Cinder-backed images occasionally fail to clone in A-A

Bug #1906286 reported by Mohammed Naser
16
This bug affects 3 people
Affects Status Importance Assigned to Milestone
Cinder
Triaged
Medium
Unassigned

Bug Description

When using Cinder-backed images inside Glance in combination with Active-Active, it leads to a situation where the original image would fallback to the download image flow which can be very taxing on environments.

The root cause of this is that Cinder tries to find for any matching volumes that _only_ match on the host the volume is being launched on, which makes sense in a non clustered Cinder environment, but does not make sense in an environment where the base volume can potentially be accessible in the cluster, but on a differnet host.

Excerpts from a detection dataset
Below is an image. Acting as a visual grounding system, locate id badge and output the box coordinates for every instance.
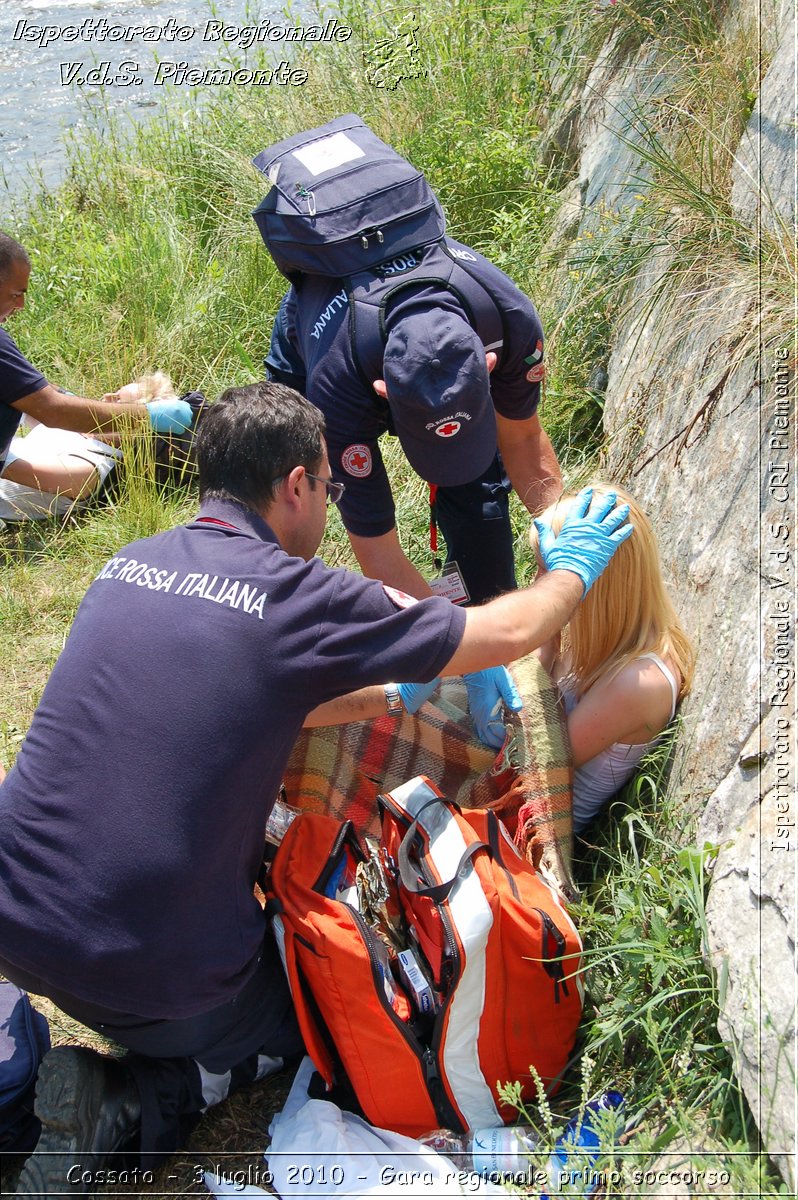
[430,563,470,604]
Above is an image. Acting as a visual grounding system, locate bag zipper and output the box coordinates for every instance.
[533,908,569,1004]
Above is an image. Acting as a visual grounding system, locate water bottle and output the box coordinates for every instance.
[540,1092,624,1200]
[419,1126,540,1183]
[419,1092,624,1200]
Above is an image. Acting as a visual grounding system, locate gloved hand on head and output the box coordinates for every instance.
[463,667,523,750]
[146,400,194,433]
[535,487,634,595]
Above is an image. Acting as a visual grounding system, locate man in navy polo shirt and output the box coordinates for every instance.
[266,238,562,605]
[0,383,631,1195]
[266,238,562,749]
[0,233,192,520]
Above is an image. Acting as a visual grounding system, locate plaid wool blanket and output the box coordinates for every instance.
[284,655,576,899]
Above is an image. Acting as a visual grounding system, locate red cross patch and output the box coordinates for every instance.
[341,442,371,479]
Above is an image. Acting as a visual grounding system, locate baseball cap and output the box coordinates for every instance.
[383,308,497,487]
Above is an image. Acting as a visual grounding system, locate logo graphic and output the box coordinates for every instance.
[341,442,371,479]
[383,583,418,608]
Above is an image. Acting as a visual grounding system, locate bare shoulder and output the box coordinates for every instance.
[590,658,682,743]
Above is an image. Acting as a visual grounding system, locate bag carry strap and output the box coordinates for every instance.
[397,805,493,904]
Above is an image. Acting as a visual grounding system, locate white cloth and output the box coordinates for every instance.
[205,1058,508,1200]
[560,653,679,833]
[0,425,122,521]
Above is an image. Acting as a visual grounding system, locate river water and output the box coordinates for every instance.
[0,0,290,209]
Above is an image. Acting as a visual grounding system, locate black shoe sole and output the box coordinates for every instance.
[17,1046,136,1200]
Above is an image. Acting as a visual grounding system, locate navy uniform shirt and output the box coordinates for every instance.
[266,238,544,538]
[0,329,47,470]
[0,502,466,1018]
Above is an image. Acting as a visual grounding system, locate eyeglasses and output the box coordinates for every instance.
[305,470,347,504]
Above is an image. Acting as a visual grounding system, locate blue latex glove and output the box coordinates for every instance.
[463,667,523,750]
[396,676,440,713]
[146,400,194,433]
[535,487,634,595]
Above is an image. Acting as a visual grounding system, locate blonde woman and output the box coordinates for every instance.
[530,484,694,832]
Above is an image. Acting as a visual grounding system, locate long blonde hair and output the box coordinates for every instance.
[530,482,695,700]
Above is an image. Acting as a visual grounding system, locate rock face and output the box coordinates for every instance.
[547,4,798,1189]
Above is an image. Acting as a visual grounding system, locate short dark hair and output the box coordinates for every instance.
[197,380,324,511]
[0,233,30,280]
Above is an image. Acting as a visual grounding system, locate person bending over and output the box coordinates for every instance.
[0,233,192,520]
[0,383,630,1195]
[532,484,694,833]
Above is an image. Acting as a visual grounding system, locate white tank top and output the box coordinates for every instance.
[560,653,679,833]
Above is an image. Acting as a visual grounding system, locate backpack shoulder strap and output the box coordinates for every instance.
[346,239,504,388]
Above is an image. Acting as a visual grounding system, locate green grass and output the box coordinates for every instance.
[0,0,794,1195]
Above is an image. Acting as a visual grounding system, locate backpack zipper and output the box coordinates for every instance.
[534,908,569,1004]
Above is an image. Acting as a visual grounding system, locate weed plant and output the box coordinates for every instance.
[0,0,782,1195]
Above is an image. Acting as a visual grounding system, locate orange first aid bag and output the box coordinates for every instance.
[266,776,582,1136]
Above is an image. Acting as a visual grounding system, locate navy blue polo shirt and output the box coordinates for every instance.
[0,329,47,470]
[0,503,466,1018]
[266,238,544,538]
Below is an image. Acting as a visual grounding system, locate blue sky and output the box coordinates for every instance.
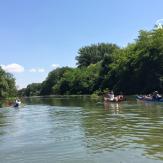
[0,0,163,88]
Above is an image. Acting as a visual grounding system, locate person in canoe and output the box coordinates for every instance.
[152,91,162,100]
[14,98,21,107]
[104,91,124,102]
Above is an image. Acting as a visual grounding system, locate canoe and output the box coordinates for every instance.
[104,97,125,102]
[136,95,163,102]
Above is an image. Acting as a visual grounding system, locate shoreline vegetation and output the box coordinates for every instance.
[0,28,163,98]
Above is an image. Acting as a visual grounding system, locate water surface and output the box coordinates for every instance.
[0,96,163,163]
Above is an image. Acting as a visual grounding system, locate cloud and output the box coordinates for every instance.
[0,63,24,73]
[37,68,45,72]
[29,68,37,72]
[52,64,60,69]
[29,68,45,73]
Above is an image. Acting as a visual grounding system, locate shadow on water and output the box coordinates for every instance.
[0,96,163,162]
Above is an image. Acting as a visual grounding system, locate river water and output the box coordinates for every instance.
[0,96,163,163]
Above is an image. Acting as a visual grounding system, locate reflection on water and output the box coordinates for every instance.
[0,96,163,163]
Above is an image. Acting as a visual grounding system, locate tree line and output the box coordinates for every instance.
[19,29,163,96]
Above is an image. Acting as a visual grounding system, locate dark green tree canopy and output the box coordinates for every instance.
[76,43,119,68]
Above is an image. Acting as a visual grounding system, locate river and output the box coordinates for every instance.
[0,96,163,163]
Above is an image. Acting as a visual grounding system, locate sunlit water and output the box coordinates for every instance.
[0,97,163,163]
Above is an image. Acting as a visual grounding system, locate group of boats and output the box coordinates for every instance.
[104,91,163,102]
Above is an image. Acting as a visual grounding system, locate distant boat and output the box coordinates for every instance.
[14,100,21,108]
[104,95,126,102]
[136,95,163,102]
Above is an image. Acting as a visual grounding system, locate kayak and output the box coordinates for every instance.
[104,97,125,102]
[136,95,163,102]
[14,101,21,108]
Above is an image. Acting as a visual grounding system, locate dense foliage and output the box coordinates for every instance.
[0,67,16,98]
[19,29,163,96]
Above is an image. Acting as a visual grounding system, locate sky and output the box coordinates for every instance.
[0,0,163,88]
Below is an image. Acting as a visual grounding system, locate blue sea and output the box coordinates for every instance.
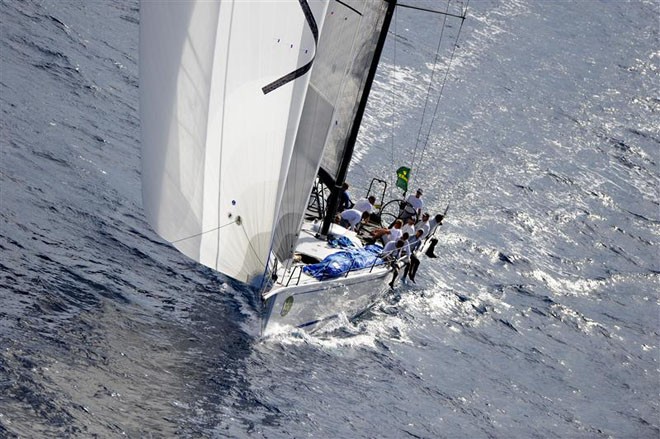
[0,0,660,439]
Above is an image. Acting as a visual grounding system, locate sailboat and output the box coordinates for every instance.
[139,0,444,334]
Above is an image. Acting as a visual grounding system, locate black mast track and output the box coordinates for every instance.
[321,0,397,236]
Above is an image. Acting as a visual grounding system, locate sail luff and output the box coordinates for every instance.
[321,0,397,235]
[140,0,325,281]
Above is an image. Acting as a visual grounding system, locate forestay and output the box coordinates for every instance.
[140,0,332,282]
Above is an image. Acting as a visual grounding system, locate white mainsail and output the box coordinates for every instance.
[140,0,327,282]
[273,0,390,261]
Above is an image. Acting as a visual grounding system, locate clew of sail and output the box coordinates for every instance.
[139,0,327,282]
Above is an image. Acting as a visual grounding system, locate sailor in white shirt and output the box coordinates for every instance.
[380,239,406,288]
[401,217,415,236]
[339,209,369,230]
[417,212,431,239]
[353,195,376,213]
[401,188,424,219]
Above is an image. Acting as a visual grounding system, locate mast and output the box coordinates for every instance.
[321,0,397,236]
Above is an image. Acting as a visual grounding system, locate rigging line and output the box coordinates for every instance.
[390,9,399,170]
[239,221,270,273]
[419,2,469,172]
[170,217,240,244]
[411,1,449,184]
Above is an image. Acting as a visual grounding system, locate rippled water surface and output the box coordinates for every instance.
[0,0,660,438]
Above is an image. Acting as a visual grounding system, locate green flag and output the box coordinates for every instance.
[396,166,410,192]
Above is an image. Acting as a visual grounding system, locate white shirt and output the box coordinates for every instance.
[381,240,405,259]
[341,209,362,229]
[401,223,415,237]
[417,221,431,239]
[353,198,373,213]
[406,194,424,217]
[383,227,403,243]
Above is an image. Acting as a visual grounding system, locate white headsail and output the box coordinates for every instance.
[140,0,327,282]
[273,0,392,260]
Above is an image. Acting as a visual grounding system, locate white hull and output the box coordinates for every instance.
[262,222,392,334]
[262,267,392,335]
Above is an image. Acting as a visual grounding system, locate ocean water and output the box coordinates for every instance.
[0,0,660,438]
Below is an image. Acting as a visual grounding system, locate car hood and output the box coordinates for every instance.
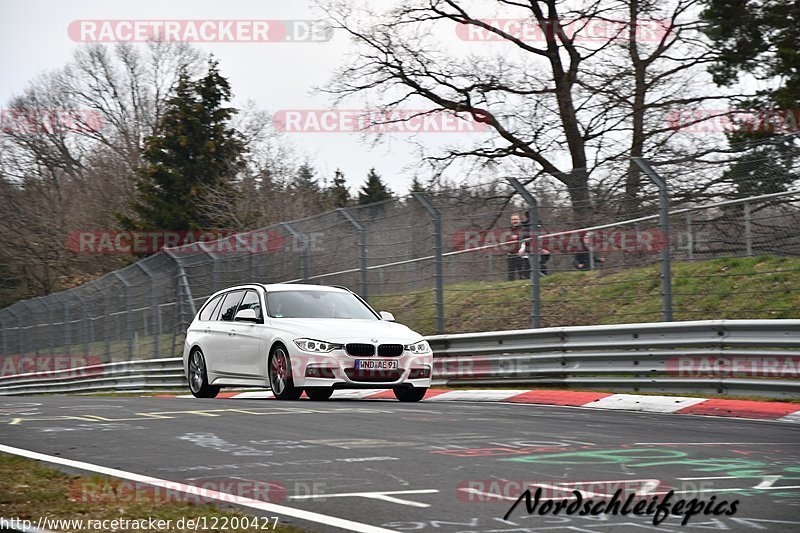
[269,318,422,343]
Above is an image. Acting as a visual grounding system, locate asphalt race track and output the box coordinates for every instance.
[0,396,800,533]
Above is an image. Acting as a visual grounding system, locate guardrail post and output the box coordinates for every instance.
[506,178,540,328]
[631,157,672,322]
[74,289,91,355]
[135,261,160,359]
[744,202,753,257]
[411,192,444,333]
[337,207,368,300]
[281,222,310,281]
[112,271,133,361]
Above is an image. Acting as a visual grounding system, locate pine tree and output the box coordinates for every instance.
[290,161,322,216]
[409,176,428,192]
[120,58,244,231]
[358,168,394,205]
[327,168,350,208]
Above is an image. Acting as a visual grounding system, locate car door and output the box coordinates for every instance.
[227,289,266,378]
[206,289,245,374]
[196,294,225,372]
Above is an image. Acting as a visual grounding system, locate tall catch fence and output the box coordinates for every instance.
[0,156,800,363]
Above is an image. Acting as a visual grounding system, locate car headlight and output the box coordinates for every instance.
[294,339,342,353]
[403,341,431,353]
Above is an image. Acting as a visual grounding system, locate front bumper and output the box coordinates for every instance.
[289,349,433,389]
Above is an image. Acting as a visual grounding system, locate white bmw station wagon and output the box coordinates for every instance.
[183,283,433,402]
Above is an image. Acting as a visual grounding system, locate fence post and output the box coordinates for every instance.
[112,270,133,361]
[19,300,39,355]
[6,306,25,355]
[631,157,672,322]
[74,287,91,356]
[337,207,368,300]
[162,247,198,355]
[281,222,309,281]
[135,261,160,359]
[506,178,544,328]
[744,202,753,257]
[411,192,444,333]
[42,294,58,355]
[89,276,112,363]
[0,312,8,356]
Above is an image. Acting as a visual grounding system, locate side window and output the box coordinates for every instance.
[237,290,264,320]
[200,294,224,322]
[219,291,244,322]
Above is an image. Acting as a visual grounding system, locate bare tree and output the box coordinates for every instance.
[322,0,752,223]
[0,42,201,302]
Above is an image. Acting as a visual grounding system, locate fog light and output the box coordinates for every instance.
[408,366,431,379]
[306,366,334,379]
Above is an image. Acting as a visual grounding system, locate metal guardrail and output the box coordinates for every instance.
[428,320,800,398]
[0,320,800,398]
[0,357,188,396]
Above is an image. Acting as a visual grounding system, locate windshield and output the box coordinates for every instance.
[267,290,378,320]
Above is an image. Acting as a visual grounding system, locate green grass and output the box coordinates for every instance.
[370,256,800,335]
[0,454,304,533]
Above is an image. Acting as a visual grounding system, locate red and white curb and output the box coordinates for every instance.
[161,389,800,424]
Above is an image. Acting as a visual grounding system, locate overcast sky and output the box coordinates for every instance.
[0,0,490,193]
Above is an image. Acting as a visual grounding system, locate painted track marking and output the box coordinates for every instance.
[0,444,397,533]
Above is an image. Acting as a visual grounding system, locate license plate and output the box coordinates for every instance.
[356,359,400,370]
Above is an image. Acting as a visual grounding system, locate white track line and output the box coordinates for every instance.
[0,444,397,533]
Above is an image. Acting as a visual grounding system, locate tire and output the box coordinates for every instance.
[394,387,428,402]
[306,387,333,402]
[187,348,220,398]
[267,344,303,400]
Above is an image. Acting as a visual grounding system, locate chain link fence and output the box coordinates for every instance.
[0,158,800,366]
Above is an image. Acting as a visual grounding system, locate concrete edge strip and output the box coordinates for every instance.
[170,389,800,424]
[0,444,397,533]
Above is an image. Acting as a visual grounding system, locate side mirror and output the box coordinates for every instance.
[234,309,261,324]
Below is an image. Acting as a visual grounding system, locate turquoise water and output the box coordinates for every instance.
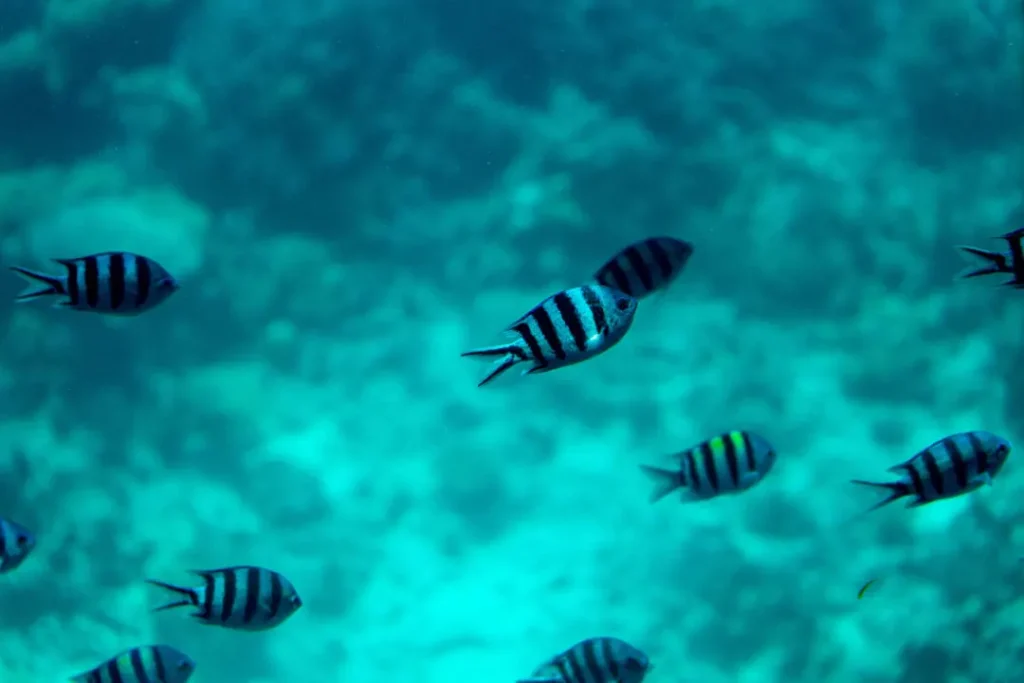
[0,0,1024,683]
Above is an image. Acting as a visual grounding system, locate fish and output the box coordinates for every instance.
[71,645,196,683]
[517,637,651,683]
[9,252,180,315]
[0,518,36,573]
[957,227,1024,289]
[640,431,775,503]
[462,285,637,387]
[852,431,1013,512]
[594,237,693,299]
[145,566,302,631]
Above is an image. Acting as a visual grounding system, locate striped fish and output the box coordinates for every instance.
[518,637,650,683]
[640,431,775,503]
[853,431,1012,510]
[959,227,1024,289]
[462,285,637,386]
[594,238,693,299]
[10,252,178,315]
[0,519,36,573]
[71,645,196,683]
[146,566,302,631]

• Complete the following:
A – What importance level does the bug report assign to the issue?
B – Reproduce the bug report from "Bug #1906286 reported" to "taxing on environments.".

• Task-by-task answers:
A – Medium

B –
Bug #1906286 reported by Mohammed Naser
16
This bug affects 3 people
Affects Status Importance Assigned to Milestone
Cinder
Triaged
Medium
Unassigned

Bug Description

When using Cinder-backed images inside Glance in combination with Active-Active, it leads to a situation where the original image would fallback to the download image flow which can be very taxing on environments.